Going down the data below, set down exactly the line with "TARGET = woman's right hand" and each line after it through the line with "TARGET = blonde hair"; no other lines.
[Source records]
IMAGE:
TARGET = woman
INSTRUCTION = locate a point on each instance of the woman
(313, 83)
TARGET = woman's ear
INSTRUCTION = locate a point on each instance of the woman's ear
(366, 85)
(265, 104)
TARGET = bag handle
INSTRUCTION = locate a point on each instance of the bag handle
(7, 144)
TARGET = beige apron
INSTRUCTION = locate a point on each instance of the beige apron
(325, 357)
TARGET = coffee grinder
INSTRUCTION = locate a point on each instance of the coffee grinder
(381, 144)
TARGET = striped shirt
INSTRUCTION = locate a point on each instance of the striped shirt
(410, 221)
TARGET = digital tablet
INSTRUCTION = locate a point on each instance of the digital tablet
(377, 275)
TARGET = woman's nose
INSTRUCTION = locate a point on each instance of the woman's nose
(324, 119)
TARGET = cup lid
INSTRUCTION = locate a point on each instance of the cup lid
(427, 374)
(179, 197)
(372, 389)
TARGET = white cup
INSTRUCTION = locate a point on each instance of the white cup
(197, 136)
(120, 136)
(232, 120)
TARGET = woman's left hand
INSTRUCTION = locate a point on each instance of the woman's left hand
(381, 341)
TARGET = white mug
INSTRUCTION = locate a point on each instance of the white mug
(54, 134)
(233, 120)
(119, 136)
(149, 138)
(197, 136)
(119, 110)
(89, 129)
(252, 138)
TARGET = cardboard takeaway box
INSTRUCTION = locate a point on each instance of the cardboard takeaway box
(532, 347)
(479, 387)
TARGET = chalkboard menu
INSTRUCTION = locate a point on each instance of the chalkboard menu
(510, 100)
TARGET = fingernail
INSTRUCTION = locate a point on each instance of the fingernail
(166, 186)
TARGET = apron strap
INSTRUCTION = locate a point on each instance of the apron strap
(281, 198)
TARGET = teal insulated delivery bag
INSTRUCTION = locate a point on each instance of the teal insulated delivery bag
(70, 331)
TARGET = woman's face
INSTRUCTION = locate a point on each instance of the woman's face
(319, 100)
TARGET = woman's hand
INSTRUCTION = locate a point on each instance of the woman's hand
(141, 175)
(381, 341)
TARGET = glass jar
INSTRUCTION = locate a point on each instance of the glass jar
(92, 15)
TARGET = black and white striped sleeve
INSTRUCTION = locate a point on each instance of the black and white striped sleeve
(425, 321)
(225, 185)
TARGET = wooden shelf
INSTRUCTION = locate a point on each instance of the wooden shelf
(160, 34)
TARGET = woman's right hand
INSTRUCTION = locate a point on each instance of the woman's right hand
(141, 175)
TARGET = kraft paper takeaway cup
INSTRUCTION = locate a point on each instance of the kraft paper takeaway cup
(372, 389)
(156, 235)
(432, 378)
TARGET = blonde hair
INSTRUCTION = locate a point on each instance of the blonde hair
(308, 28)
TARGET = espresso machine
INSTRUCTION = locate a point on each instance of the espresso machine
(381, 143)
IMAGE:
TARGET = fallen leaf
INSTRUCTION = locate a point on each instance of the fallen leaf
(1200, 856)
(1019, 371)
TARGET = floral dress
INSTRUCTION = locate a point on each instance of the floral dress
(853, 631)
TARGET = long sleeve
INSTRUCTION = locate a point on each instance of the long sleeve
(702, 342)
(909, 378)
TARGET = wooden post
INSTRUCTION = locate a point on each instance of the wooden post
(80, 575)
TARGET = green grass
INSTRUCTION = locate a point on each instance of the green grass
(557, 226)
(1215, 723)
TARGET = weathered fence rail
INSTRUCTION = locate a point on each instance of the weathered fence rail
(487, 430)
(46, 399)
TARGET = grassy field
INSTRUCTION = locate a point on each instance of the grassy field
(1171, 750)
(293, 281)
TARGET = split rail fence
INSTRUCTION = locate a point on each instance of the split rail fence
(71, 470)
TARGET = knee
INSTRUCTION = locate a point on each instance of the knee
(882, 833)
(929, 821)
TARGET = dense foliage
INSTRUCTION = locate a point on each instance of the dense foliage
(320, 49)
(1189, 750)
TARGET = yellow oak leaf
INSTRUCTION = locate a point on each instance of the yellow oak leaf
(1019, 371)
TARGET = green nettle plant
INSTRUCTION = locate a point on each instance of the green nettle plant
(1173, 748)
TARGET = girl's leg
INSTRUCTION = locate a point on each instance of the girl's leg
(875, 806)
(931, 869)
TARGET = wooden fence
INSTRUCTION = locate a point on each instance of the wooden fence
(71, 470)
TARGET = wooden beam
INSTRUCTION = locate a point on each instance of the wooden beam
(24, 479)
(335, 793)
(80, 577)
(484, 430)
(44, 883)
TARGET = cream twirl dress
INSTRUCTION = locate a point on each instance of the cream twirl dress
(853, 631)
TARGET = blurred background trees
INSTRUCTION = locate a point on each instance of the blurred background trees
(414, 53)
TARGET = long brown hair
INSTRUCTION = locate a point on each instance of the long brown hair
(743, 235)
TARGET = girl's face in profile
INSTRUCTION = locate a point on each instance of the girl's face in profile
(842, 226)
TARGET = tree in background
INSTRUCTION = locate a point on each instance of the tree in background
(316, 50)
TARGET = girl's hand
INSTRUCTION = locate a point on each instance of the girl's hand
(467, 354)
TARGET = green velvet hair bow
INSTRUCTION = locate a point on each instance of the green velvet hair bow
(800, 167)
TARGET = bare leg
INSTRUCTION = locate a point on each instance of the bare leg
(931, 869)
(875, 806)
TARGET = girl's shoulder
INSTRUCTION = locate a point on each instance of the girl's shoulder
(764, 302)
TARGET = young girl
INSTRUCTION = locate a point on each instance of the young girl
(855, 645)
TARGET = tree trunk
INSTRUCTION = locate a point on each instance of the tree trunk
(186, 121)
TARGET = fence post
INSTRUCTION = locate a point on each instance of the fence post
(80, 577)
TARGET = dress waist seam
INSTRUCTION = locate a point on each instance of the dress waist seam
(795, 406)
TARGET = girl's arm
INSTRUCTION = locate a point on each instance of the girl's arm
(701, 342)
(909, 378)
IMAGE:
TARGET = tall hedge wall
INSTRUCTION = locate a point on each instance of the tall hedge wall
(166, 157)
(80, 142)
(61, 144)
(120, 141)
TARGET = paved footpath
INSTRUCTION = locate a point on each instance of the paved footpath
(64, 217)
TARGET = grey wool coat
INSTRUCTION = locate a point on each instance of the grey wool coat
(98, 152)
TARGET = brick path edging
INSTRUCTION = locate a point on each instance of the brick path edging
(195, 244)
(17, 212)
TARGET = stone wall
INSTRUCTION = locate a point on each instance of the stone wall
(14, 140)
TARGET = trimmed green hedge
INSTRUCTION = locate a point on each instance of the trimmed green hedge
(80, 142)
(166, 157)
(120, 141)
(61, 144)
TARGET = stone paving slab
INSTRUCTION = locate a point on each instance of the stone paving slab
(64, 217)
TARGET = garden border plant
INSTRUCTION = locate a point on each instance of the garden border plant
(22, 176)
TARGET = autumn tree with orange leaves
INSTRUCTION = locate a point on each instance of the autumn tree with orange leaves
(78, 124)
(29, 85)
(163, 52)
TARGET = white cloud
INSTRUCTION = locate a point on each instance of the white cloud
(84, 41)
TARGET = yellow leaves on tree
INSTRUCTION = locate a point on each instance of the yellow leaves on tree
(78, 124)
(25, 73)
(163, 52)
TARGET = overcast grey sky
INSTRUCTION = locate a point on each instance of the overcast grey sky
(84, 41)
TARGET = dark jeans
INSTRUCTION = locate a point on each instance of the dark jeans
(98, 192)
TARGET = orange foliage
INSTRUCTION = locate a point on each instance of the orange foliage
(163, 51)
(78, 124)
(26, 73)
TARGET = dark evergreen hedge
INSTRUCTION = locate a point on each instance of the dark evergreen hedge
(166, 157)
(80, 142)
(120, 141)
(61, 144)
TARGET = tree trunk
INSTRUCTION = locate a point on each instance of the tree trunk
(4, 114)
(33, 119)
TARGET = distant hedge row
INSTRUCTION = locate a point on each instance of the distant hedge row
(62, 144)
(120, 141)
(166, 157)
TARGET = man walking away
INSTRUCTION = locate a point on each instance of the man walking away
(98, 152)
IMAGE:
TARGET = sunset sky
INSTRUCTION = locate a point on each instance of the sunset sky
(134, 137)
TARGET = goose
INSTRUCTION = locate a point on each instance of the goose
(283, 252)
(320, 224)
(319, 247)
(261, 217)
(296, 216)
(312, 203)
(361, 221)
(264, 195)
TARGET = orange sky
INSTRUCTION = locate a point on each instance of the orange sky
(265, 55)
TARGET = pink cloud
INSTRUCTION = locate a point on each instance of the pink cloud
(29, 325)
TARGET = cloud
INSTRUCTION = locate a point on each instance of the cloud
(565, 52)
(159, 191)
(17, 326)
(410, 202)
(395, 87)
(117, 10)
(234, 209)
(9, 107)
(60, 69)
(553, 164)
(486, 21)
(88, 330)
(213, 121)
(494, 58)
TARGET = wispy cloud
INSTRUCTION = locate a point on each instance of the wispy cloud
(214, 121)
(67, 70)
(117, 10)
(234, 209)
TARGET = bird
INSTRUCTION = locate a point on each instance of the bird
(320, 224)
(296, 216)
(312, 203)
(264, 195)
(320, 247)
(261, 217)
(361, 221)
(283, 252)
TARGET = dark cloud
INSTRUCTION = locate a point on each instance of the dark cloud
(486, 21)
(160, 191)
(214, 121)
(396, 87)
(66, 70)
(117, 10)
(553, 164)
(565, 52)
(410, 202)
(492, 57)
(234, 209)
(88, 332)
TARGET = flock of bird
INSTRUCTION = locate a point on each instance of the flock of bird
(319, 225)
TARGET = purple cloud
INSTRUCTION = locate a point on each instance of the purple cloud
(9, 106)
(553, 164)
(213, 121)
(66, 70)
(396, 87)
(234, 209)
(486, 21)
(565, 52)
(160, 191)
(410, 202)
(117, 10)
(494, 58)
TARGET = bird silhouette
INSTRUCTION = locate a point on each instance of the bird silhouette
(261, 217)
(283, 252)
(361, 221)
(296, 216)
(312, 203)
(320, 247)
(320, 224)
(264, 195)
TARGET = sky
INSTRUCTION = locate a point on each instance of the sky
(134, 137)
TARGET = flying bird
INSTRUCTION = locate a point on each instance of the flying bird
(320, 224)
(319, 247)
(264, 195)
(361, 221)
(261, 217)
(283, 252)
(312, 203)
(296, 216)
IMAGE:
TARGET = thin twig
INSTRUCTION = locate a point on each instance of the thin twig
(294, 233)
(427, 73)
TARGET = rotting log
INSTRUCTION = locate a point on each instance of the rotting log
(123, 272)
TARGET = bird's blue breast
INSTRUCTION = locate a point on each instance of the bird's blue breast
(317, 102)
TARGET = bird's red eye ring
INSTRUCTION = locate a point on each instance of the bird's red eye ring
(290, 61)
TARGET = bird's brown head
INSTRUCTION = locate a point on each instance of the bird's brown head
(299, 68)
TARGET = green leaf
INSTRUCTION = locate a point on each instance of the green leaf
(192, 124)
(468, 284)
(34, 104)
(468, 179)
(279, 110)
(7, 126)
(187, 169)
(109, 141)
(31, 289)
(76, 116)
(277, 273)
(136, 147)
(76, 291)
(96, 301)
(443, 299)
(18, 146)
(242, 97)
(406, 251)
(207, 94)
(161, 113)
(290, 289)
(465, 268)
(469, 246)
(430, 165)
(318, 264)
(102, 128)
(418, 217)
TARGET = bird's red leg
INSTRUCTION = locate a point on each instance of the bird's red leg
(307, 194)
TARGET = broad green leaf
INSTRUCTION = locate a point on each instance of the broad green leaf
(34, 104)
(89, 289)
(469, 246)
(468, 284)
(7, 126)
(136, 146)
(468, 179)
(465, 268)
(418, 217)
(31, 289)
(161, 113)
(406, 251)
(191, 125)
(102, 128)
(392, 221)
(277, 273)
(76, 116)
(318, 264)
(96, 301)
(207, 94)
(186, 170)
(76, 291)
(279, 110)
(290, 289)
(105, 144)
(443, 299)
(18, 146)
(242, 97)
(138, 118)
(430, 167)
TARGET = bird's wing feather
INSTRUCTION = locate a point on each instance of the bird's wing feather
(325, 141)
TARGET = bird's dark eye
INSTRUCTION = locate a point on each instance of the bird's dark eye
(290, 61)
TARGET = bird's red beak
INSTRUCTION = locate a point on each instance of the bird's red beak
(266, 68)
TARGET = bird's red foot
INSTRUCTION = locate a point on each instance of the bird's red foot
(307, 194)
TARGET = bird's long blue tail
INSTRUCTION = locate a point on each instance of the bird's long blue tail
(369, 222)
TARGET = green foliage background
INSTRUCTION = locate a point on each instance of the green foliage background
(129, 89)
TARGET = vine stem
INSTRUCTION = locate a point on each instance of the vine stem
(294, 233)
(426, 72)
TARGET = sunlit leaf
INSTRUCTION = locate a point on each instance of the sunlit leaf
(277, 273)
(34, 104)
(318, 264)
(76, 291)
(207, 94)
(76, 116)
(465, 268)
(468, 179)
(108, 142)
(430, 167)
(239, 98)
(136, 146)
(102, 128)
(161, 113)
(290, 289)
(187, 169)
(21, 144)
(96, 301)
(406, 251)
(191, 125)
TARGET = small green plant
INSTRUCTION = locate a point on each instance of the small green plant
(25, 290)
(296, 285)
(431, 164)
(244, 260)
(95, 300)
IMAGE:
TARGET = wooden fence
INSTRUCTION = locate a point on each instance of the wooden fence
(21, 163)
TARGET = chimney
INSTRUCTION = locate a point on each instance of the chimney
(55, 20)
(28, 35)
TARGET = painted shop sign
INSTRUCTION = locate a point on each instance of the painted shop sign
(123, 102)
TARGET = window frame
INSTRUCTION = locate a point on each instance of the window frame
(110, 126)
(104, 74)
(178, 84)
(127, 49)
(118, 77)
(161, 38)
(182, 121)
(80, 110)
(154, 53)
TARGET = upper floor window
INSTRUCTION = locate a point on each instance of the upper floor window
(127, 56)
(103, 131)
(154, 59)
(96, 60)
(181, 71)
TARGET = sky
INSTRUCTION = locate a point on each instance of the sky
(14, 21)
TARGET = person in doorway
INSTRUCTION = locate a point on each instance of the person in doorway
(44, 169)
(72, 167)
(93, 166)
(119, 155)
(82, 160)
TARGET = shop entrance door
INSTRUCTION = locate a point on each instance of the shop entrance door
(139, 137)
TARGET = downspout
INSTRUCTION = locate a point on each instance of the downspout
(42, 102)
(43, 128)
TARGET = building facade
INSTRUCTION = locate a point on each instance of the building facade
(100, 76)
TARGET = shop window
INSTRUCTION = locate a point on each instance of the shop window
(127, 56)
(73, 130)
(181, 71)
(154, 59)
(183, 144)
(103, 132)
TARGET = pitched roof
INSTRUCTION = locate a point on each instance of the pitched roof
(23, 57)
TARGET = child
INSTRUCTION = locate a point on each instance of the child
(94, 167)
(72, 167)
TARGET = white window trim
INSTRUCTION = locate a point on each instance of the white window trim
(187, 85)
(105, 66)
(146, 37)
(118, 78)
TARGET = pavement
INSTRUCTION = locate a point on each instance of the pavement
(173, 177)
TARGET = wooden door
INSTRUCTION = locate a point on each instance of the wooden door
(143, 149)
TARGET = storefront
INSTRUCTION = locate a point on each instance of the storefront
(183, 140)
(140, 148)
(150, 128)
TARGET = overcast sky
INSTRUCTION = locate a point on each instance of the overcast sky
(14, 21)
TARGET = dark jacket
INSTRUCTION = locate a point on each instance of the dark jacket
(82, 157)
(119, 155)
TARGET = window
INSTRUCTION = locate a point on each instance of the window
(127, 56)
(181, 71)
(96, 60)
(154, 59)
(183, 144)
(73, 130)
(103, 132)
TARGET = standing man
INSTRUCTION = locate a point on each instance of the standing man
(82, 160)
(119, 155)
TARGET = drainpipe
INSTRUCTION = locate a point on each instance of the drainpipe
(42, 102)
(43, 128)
[/Source records]
**Finished exercise:**
TARGET = woman's right hand
INSTRUCTION = locate a point on each instance of the woman's right hand
(141, 175)
TARGET = kraft paper takeaway cup
INSTRUCTION = locate a point on each instance of the kraft paper takeaway cup
(372, 389)
(156, 235)
(432, 378)
TARGET = blonde hair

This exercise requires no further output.